Studio album by Frank Sinatra
- Released: August 1984
- Recorded: April 13, 16–17, May 17, 1984 New York City and Los Angeles
- Studios: A&R Studios (New York)
- Genre: Vocal jazz
- Length: 36:35
- Labels: Qwest, Warner Bros.
- Producer: Quincy Jones

Frank Sinatra chronology
| She Shot Me Down (1981) | L.A. Is My Lady (1984) | Duets (1993) |

= L.A. Is My Lady =

L.A. Is My Lady is the fifty-seventh and final solo studio album by American singer Frank Sinatra, released in 1984 and produced by Quincy Jones. While the album was Sinatra's last (excluding the Duets albums), he recorded five further songs, only four of which have been officially released.

Professional ratings
Review scores
| Source | Rating |
| AllMusic | Star |

== Overview ==
The album came after an album of duets between Sinatra and Lena Horne, instigated by Jones, was abandoned after Horne developed vocal problems and Sinatra, committed to other engagements, could not wait to record. This was the first studio album Sinatra had recorded with Jones since 1964's It Might as Well Be Swing.

....

▶ **Problem requirements**: In the article on L.A. Is My Lady, which album was the last one Sinatra had recorded in the studio with Quincy Jones before this one? The records after this point are separate material, unconnected to the article.

....

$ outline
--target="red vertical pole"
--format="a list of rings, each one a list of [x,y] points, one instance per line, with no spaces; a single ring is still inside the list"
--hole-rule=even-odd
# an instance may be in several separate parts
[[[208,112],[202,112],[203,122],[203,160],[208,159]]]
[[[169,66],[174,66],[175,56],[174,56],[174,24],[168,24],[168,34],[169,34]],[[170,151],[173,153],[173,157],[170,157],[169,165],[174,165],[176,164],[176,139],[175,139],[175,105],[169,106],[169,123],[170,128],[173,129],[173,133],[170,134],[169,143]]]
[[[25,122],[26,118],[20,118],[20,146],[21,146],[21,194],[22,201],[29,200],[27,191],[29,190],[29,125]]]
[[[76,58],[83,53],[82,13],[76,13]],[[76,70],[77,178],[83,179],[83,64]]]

....

▶ **Expected answer**: It Might as Well Be Swing, from 1964.